## THE PROBLEM
Output the full listing word for word.

## MATERIALS PROVIDED
Begin

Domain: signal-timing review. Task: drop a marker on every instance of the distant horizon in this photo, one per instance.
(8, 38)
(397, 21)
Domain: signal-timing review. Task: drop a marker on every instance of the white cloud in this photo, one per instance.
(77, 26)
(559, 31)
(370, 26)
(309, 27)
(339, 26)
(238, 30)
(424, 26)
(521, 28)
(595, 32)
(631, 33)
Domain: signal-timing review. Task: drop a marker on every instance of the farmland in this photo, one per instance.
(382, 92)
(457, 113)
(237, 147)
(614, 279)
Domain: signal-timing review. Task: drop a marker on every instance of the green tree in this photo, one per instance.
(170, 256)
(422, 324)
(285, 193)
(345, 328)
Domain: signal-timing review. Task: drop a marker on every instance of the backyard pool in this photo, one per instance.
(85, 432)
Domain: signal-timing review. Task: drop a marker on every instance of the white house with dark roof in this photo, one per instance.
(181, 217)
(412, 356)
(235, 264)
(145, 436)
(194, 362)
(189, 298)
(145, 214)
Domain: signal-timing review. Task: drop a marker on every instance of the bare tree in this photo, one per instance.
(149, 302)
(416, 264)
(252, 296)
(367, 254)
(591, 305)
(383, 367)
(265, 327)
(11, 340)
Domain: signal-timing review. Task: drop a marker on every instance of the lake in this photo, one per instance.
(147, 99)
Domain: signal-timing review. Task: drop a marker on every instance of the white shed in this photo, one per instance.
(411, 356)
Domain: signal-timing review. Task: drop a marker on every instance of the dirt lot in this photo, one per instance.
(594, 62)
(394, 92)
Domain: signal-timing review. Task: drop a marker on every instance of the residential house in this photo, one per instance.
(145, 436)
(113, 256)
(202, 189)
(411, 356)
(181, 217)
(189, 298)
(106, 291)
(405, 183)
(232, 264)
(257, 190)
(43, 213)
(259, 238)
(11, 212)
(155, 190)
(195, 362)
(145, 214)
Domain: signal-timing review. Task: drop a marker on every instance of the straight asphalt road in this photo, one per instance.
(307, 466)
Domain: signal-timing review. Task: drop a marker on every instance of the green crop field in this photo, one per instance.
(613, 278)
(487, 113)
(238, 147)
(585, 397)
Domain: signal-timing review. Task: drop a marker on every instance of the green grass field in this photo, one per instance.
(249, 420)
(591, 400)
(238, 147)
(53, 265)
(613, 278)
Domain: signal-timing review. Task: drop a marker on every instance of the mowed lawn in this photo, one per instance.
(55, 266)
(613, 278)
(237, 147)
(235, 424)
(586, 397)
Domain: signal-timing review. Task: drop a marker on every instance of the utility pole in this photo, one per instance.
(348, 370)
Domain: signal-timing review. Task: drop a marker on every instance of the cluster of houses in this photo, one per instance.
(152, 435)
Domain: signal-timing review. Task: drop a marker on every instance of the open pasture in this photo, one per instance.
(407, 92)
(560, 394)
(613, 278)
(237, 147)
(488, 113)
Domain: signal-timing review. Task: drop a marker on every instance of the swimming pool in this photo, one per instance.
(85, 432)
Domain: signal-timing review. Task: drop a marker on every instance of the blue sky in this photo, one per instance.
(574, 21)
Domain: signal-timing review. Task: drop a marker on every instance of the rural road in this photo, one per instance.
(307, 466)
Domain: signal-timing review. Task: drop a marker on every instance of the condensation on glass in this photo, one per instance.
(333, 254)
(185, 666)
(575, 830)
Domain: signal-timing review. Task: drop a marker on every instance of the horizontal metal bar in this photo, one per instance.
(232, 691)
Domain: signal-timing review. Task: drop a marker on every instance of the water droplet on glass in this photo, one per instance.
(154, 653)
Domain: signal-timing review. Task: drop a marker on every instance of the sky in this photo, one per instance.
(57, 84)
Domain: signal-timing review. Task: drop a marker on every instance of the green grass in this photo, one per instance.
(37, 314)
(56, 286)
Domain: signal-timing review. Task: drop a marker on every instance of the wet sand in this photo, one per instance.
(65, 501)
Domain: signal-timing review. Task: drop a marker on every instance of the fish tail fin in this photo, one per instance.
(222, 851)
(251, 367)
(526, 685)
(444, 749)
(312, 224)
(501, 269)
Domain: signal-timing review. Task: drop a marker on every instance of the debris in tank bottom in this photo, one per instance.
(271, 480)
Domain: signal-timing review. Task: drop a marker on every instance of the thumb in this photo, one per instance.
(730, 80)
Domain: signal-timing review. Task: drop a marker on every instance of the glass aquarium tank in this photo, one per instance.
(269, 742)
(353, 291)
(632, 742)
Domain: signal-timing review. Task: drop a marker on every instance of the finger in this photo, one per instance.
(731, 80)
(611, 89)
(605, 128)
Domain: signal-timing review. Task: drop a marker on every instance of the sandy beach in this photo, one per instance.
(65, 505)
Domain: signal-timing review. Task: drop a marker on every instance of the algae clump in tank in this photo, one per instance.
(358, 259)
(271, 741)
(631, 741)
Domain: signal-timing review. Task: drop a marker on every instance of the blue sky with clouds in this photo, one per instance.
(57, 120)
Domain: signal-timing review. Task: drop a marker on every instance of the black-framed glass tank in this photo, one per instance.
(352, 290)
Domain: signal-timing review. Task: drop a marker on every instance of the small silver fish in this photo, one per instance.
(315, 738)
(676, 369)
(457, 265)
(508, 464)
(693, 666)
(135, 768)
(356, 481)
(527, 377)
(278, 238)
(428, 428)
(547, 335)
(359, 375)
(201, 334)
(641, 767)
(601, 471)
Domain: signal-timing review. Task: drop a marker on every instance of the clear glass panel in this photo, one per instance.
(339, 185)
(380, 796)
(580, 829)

End

## COMPLETED TASK
Domain: signal-timing review. Task: drop a marker on every instance of the distant horizon in this photo, one per instance.
(8, 38)
(397, 21)
Domain: signal-timing review. Task: drop a marker on every instance of the white cloud in this photo, one per instance.
(77, 26)
(559, 31)
(370, 26)
(309, 27)
(339, 26)
(238, 30)
(424, 26)
(521, 28)
(595, 32)
(631, 33)
Domain: signal-timing review. Task: drop a marker on every instance of the farmland in this photo, one per instance.
(382, 92)
(457, 113)
(237, 147)
(614, 279)
Domain: signal-timing review. Task: drop a marker on every instance of the green tree in this photo, one per instance.
(170, 256)
(422, 324)
(285, 193)
(345, 328)
Domain: signal-timing review. Task: drop a marker on every instance of the backyard pool in this photo, one per instance.
(85, 432)
Domain: signal-timing review. Task: drop a marker on every instance of the white house with dark roof in this photo, one per instance.
(181, 217)
(412, 356)
(235, 264)
(145, 436)
(194, 362)
(189, 298)
(145, 214)
Domain: signal-timing review. Task: drop a marker on every instance of the bare tree in this photo, one per instance.
(149, 302)
(416, 264)
(252, 296)
(367, 254)
(591, 305)
(383, 367)
(265, 327)
(11, 340)
Domain: signal-timing review. Task: drop a marker on every instance of the lake in this photo, one per instance.
(147, 99)
Domain: signal-timing review. Task: drop a marker on every instance of the white shed in this photo, one per instance.
(411, 356)
Domain: signal-timing review. Task: drop a marker on every instance of the dirt lot in this photo, one per instance.
(594, 62)
(394, 92)
Domain: signal-timing review. Task: drop a marker on every instance of the residential house in this photo, one per instance.
(145, 436)
(113, 256)
(202, 189)
(411, 356)
(181, 217)
(189, 298)
(106, 291)
(405, 183)
(232, 264)
(257, 190)
(43, 213)
(259, 238)
(11, 212)
(155, 190)
(195, 362)
(145, 214)
Domain: signal-timing review. Task: drop a marker on every instance of the straight asphalt road in this photo, one per instance.
(307, 466)
Domain: signal-timing review. Task: drop a marker on every instance of the green crop field in this photo, one per instance.
(613, 278)
(487, 113)
(238, 147)
(585, 397)
Domain: signal-timing review. Task: drop a marker on every instance of the green grass field in this photo, one per instance.
(249, 420)
(591, 400)
(238, 147)
(53, 265)
(613, 278)
Domain: signal-timing review. Task: drop a marker on every instance of the mowed lawn in this photo, one per instance.
(55, 266)
(613, 278)
(237, 147)
(235, 424)
(586, 397)
Domain: signal-timing review. Task: drop a marker on every instance of the utility pole in this photo, one per instance.
(348, 370)
Domain: signal-timing review. Task: drop a marker on every instance of the cluster of houses in this photo, one per instance.
(152, 435)
Domain: signal-timing review. Task: drop a marker on every instance of the open pasture in this photo, one per instance.
(407, 92)
(560, 394)
(613, 278)
(237, 147)
(488, 113)
Domain: signal-timing review. Task: drop a marker on every instance of the swimming pool in this photo, one per instance.
(85, 432)
Domain: signal-timing review. Task: drop a marker on every instance of the blue sky in this photo, one per instance.
(574, 21)
Domain: signal-timing review. Task: drop a marker on every instance of the rural road in this photo, one per instance.
(307, 466)
Domain: signal-timing review. Task: drop a marker on every instance of the condensation on glass in this photo, one per instance.
(333, 254)
(185, 666)
(575, 830)
Domain: signal-timing review. Task: drop a marker on every instance of the horizontal metal bar in this photo, one per instance.
(232, 691)
Domain: signal-timing review. Task: drop a marker on every instance of the water droplet on glass in this photo, one per instance.
(154, 653)
Domain: signal-timing review. Task: drop a marker on every instance of the sky in this photo, one per instance.
(57, 84)
Domain: signal-timing review. Task: drop a marker on every instance of the green grass in this photo, one per instance.
(37, 314)
(56, 286)
Domain: signal-timing review. Task: drop a marker on every instance of the wet sand in this photo, one per instance.
(65, 501)
Domain: signal-timing review. Task: drop a marker on every instance of the fish tail fin in this photo, one per instance.
(222, 851)
(251, 367)
(526, 685)
(444, 749)
(312, 224)
(501, 269)
Domain: signal-timing review. Task: drop a marker on every instance of the debris in tank bottom in this photo, one per instance.
(271, 480)
Domain: signal-timing review. Task: drop a marker on every instance of the thumb in this photo, one per instance.
(730, 80)
Domain: signal-timing review. Task: drop a marker on every instance of the glass aquarium tank in this photo, one per instance.
(269, 742)
(353, 291)
(632, 742)
Domain: signal-timing review. Task: drop a marker on every instance of the finger in this photo, one per instance.
(731, 80)
(611, 89)
(605, 128)
Domain: signal-timing review. Task: drop a marker on every instance of the sandy beach in this photo, one per instance.
(65, 505)
Domain: signal-timing review. Task: drop a marker on every instance of the algae clump in tank in this photo, one per instance.
(358, 259)
(271, 741)
(631, 741)
Domain: signal-timing review. Task: drop a marker on every instance of the blue sky with clouds in this photo, one per instance.
(57, 120)
Domain: signal-timing review. Task: drop a marker on every instance of the black-framed glass tank in this photo, one per instance.
(352, 290)
Domain: signal-timing review. Task: drop a marker on every instance of the small silver fish in this photo, one per instance.
(315, 738)
(676, 369)
(457, 265)
(508, 464)
(693, 666)
(135, 768)
(356, 481)
(527, 377)
(278, 238)
(428, 428)
(547, 335)
(359, 375)
(201, 334)
(641, 767)
(601, 471)
Domain: signal-timing review. Task: drop a marker on every instance of the clear glass panel in this photo, one per instance.
(339, 185)
(380, 796)
(580, 829)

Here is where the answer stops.